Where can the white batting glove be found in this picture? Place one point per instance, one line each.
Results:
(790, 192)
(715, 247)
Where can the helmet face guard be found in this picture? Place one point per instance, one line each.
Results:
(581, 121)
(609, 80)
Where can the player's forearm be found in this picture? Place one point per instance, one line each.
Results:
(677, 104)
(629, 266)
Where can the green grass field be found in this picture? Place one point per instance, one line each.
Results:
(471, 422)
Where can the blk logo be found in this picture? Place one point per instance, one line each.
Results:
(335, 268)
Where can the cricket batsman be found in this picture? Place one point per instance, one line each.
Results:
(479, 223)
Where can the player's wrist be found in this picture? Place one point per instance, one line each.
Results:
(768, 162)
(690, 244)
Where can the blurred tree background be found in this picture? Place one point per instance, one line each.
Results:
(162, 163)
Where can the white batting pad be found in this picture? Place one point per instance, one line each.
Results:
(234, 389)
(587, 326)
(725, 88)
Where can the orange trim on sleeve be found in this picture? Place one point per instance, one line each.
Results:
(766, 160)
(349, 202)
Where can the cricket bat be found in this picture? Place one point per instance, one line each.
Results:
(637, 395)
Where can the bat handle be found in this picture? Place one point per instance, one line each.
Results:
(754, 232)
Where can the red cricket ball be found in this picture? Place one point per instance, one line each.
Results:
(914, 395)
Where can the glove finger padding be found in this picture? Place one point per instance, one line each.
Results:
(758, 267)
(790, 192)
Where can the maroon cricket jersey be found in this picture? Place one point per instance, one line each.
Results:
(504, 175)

==*==

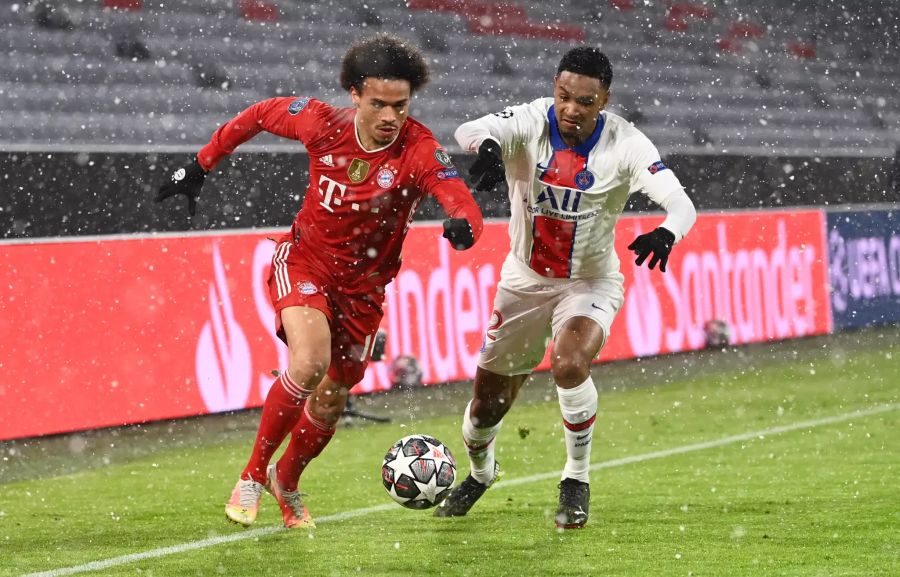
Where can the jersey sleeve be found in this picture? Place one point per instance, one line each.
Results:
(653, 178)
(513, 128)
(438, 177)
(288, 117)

==*==

Report each line of the entries above that contains the string "sleeve". Case counts.

Where can the orange trim on sleeve be found in this picture? Place one point per instance, one line each.
Where can the jersey sleeve be found in this picture? Place one point per instance, one line each.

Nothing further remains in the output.